### What is required:
Line by line, restate the listing below without any change.

*** Dataset records ***

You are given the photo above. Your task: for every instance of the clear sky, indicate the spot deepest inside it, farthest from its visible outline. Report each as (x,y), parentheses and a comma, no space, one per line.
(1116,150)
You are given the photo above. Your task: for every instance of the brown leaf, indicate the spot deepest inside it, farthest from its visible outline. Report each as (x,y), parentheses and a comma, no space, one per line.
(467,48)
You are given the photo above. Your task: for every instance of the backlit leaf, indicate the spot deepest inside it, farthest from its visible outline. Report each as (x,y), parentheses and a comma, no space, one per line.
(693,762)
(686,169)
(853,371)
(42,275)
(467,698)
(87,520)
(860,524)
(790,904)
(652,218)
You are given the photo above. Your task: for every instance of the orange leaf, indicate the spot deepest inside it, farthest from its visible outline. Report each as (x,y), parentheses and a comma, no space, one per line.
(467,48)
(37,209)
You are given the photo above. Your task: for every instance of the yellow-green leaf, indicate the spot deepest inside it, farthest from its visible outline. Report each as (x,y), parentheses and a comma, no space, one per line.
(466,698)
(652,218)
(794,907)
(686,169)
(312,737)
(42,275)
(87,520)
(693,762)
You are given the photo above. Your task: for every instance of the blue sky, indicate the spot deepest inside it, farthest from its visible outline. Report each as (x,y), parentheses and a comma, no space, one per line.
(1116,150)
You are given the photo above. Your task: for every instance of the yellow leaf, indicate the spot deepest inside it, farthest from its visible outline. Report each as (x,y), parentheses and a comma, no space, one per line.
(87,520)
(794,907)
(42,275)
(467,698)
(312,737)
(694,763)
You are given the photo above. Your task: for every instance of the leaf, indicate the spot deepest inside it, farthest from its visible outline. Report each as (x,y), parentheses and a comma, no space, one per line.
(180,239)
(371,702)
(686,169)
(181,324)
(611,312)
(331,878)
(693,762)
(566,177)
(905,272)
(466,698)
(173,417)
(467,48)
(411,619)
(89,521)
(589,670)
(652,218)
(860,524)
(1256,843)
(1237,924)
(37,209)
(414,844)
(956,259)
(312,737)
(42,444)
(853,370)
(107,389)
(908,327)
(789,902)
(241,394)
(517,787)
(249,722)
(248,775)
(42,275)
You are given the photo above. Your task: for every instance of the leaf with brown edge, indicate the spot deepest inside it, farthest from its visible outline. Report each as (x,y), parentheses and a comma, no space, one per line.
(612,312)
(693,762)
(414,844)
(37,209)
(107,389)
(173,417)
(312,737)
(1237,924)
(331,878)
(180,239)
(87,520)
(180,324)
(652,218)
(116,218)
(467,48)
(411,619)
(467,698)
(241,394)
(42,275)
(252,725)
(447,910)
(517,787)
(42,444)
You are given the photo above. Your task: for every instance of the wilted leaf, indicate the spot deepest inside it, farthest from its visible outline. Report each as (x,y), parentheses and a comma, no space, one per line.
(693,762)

*** End of Dataset records ***

### Task result:
You are given the photo above. Your task: for every instance of the clear sky, indicate the spot deepest inside it, farthest from its visible outline. Report each as (x,y), parentheses and a comma, no space, one per line.
(1116,150)
You are given the photo above. Your task: for every instance of the brown leaf, indicate the spot deepest inside it, farthest from its visible outline. Report each as (x,y), parentheses and a comma, no space, one per line.
(467,48)
You are given the photo above. Your task: for every instance of the backlit leaf, indicate the spot deepest inside it, farthest from its visible outline. Report each as (x,y), parentheses and a comma, no space, one per line.
(693,762)
(686,169)
(853,371)
(42,275)
(467,698)
(87,520)
(860,524)
(790,904)
(652,218)
You are given the photo above. Your task: for every instance of the orange leaf, indicate the spot deepest inside it, farthest from its visible outline. Report each as (x,y), parentheses and a comma, no space, one per line.
(467,48)
(37,209)
You are given the photo above. Your task: for every instance of the yellow-green leaf, indicate the spot deepest inside it, farthest from its visible outline. Report each as (x,y), parentheses and a comma, no space, one per line.
(466,698)
(652,218)
(794,907)
(686,169)
(312,737)
(42,275)
(87,520)
(693,762)
You are given the photo above. Your task: for every instance of the blue sky, indicate the spot deepest inside it, farthest from its visible outline. Report each as (x,y), parentheses and a comma, no space, one per line.
(1116,150)
You are given the photo above. Your task: for every instance of the yellow leaf, indicate the spot deepest inside it, farthest from its visible outline. Report each as (x,y), parentheses and a comma, no space, one per line.
(87,520)
(794,907)
(42,275)
(467,698)
(312,737)
(694,763)
You are given the photo above. Your task: for every instance of the leaf, indicate the spot deepest inside it, farthest from its visible outline. Report each as (x,y), parentheses and a comma, no space, one per line.
(180,239)
(371,702)
(686,169)
(181,324)
(611,312)
(331,878)
(693,762)
(566,177)
(905,272)
(466,698)
(173,417)
(467,48)
(411,619)
(89,521)
(589,670)
(652,218)
(860,524)
(1256,843)
(1237,924)
(37,209)
(414,844)
(956,259)
(312,737)
(42,444)
(853,370)
(107,389)
(908,327)
(789,902)
(241,394)
(517,787)
(249,722)
(248,775)
(42,275)
You are given the photo above. Your task: for every instance of the leaf with brown edge, indicate the spot deepest inside it, farthest from its visible outline. Report each as (x,y), parentheses and a comma, no space, one per line.
(612,312)
(693,762)
(414,844)
(37,209)
(107,389)
(173,417)
(312,737)
(1237,924)
(331,878)
(180,239)
(87,520)
(180,324)
(652,218)
(116,218)
(467,48)
(411,619)
(467,698)
(241,394)
(42,275)
(252,725)
(447,910)
(517,787)
(42,444)
You are given the photo above. Your task: for every instance of the wilted leaf, indicate the spot deepest inside it, farthest from its visible outline. Report each as (x,y), parentheses and a comma, no space, one per line.
(693,762)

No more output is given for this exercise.